— Start DATA LINES —
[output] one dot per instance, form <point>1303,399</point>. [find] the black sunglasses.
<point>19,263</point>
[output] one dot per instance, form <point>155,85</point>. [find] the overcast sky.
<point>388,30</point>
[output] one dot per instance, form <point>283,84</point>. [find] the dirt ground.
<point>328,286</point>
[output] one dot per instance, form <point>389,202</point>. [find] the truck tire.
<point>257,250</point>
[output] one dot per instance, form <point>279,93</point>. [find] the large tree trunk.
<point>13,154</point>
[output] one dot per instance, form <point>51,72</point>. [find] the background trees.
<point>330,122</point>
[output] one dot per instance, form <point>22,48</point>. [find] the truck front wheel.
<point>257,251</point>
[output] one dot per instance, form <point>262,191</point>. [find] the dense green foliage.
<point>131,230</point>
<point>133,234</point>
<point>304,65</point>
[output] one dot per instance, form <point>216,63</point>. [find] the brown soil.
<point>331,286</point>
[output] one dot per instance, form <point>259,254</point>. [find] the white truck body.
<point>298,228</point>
— End DATA LINES —
▶ **PROBLEM DESCRIPTION**:
Rewrite the stretch of the records from the line containing "[output] one dot per instance, form <point>22,48</point>." through the end, renaming "brown soil" as "loose soil" and leaving everything else unchanged.

▶ **FULL RESPONSE**:
[output] one dot per instance, form <point>22,48</point>. [find] the truck front wheel.
<point>257,251</point>
[output] one dot per instance, form <point>262,191</point>. [find] the dense green foliage.
<point>131,230</point>
<point>133,234</point>
<point>304,65</point>
[output] one dot per instance, form <point>216,63</point>. [find] the loose soil.
<point>331,286</point>
[output] one dot per instance, form <point>259,254</point>. [find] the white truck body.
<point>298,228</point>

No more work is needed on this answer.